'''

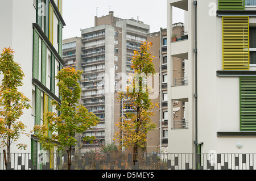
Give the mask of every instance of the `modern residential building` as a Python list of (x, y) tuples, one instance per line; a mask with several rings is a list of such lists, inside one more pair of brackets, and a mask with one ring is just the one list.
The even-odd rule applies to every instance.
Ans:
[[(0, 12), (4, 15), (0, 16), (1, 22), (5, 24), (0, 30), (0, 49), (14, 49), (14, 61), (20, 65), (25, 75), (24, 85), (19, 90), (30, 99), (32, 108), (24, 110), (20, 120), (29, 133), (35, 125), (47, 125), (44, 112), (56, 112), (52, 100), (60, 103), (55, 77), (64, 64), (62, 29), (65, 24), (61, 15), (62, 1), (0, 1)], [(18, 142), (26, 144), (27, 150), (18, 150), (13, 144), (11, 151), (31, 151), (32, 164), (38, 167), (37, 155), (42, 148), (34, 133), (29, 137), (22, 136)]]
[[(179, 23), (173, 24), (174, 34), (178, 37), (177, 41), (184, 39), (182, 35), (184, 33), (183, 23)], [(182, 35), (182, 36), (181, 36)], [(154, 88), (155, 93), (158, 92), (157, 99), (152, 99), (154, 102), (159, 103), (159, 113), (156, 113), (152, 117), (152, 121), (158, 124), (159, 128), (152, 131), (148, 134), (148, 150), (151, 151), (151, 146), (158, 147), (158, 151), (167, 153), (168, 151), (168, 82), (167, 82), (167, 30), (160, 28), (160, 31), (149, 33), (147, 40), (152, 43), (151, 49), (152, 54), (155, 57), (153, 63), (155, 69), (159, 73), (159, 86)], [(176, 86), (183, 85), (185, 82), (184, 78), (184, 61), (182, 58), (174, 57), (173, 73), (174, 82)], [(175, 128), (183, 128), (184, 111), (185, 105), (182, 101), (174, 101), (173, 116), (175, 121)], [(150, 138), (154, 138), (150, 139)], [(154, 141), (155, 140), (155, 141)], [(157, 140), (157, 141), (156, 141)], [(154, 149), (155, 151), (156, 149)], [(151, 152), (151, 151), (149, 151)]]
[[(175, 129), (168, 104), (168, 151), (254, 153), (256, 1), (167, 3), (168, 102), (185, 102), (187, 127)], [(184, 11), (187, 39), (172, 40), (173, 7)], [(185, 60), (179, 86), (174, 57)]]
[[(104, 143), (112, 143), (114, 134), (117, 131), (115, 124), (122, 113), (132, 111), (129, 107), (122, 107), (116, 99), (117, 92), (126, 90), (127, 76), (133, 72), (131, 60), (133, 50), (139, 49), (141, 41), (146, 41), (149, 33), (148, 25), (138, 19), (115, 17), (113, 11), (106, 16), (95, 16), (94, 20), (94, 27), (81, 30), (81, 40), (77, 38), (76, 41), (81, 42), (81, 47), (79, 48), (76, 41), (75, 58), (76, 67), (79, 69), (77, 60), (80, 58), (81, 53), (84, 71), (81, 82), (82, 103), (99, 117), (101, 121), (81, 136), (81, 139), (84, 136), (96, 137), (92, 145), (89, 142), (83, 142), (81, 151)], [(64, 40), (63, 48), (74, 44), (74, 40)], [(71, 52), (72, 54), (73, 52), (75, 49)], [(68, 58), (70, 56), (73, 62), (75, 56), (65, 55)], [(72, 63), (71, 59), (68, 64)]]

'''

Put the lines above into a Markdown table with two columns, No. for the row number and Line for the line itself, skipping any blank lines and leaving the pictures out of the answer.

| No. | Line |
|---|---|
| 1 | Give the mask of every instance of the `modern residential building` as a Python list of (x, y) tuples, one instance per line; a mask with several rings is a list of such lists, inside one more pair of brackets, and a mask with one ring is just the one list. |
| 2 | The even-odd rule applies to every instance. |
| 3 | Ans: |
| 4 | [[(0, 12), (4, 15), (0, 16), (1, 22), (5, 24), (0, 30), (0, 49), (14, 49), (14, 61), (20, 65), (25, 75), (24, 85), (19, 90), (30, 99), (32, 108), (24, 110), (20, 120), (29, 133), (35, 125), (47, 125), (44, 112), (56, 112), (52, 100), (60, 103), (55, 77), (64, 64), (62, 29), (65, 24), (61, 15), (62, 1), (0, 1)], [(18, 142), (26, 144), (27, 150), (18, 150), (13, 144), (11, 151), (31, 151), (32, 164), (38, 167), (37, 155), (42, 148), (34, 133), (29, 137), (22, 136)]] |
| 5 | [[(179, 23), (173, 24), (174, 34), (178, 37), (177, 41), (184, 39), (182, 35), (184, 33), (183, 23)], [(182, 35), (182, 36), (181, 36)], [(154, 88), (155, 93), (158, 92), (157, 99), (152, 99), (154, 102), (159, 103), (159, 113), (156, 113), (152, 117), (152, 121), (158, 124), (159, 128), (152, 131), (148, 134), (148, 150), (151, 151), (151, 146), (158, 147), (158, 151), (167, 153), (168, 151), (168, 82), (167, 82), (167, 30), (160, 28), (160, 31), (149, 33), (147, 40), (152, 43), (151, 49), (152, 54), (155, 57), (153, 63), (155, 69), (159, 73), (159, 86)], [(176, 86), (183, 85), (185, 82), (184, 78), (184, 61), (182, 58), (174, 57), (173, 73), (174, 82)], [(175, 128), (183, 128), (184, 111), (185, 105), (182, 101), (174, 101), (173, 116), (175, 121)], [(150, 138), (154, 138), (150, 139)], [(154, 141), (155, 140), (155, 141)], [(157, 140), (157, 141), (156, 141)], [(154, 149), (155, 151), (156, 149)], [(151, 152), (151, 151), (149, 151)]] |
| 6 | [[(175, 129), (168, 104), (168, 151), (254, 153), (256, 1), (167, 3), (168, 102), (185, 102), (187, 127)], [(184, 11), (187, 39), (172, 40), (173, 7)], [(185, 60), (179, 86), (174, 57)]] |
| 7 | [[(104, 143), (112, 143), (114, 134), (117, 131), (115, 124), (122, 113), (132, 111), (129, 107), (122, 107), (116, 99), (117, 92), (126, 90), (127, 76), (133, 72), (131, 60), (133, 50), (139, 49), (141, 41), (146, 41), (149, 33), (148, 25), (138, 19), (115, 17), (113, 11), (106, 16), (95, 16), (94, 20), (94, 27), (81, 30), (81, 40), (77, 38), (76, 41), (81, 42), (81, 47), (79, 48), (76, 41), (75, 58), (76, 67), (79, 69), (77, 60), (80, 58), (81, 53), (84, 71), (81, 82), (82, 103), (99, 117), (101, 121), (81, 136), (81, 139), (84, 136), (96, 137), (92, 145), (89, 142), (83, 142), (81, 151)], [(64, 40), (63, 48), (74, 44), (74, 40)], [(71, 52), (72, 54), (73, 52), (75, 49)], [(68, 58), (70, 56), (73, 62), (75, 56), (65, 55)], [(72, 63), (71, 59), (68, 64)]] |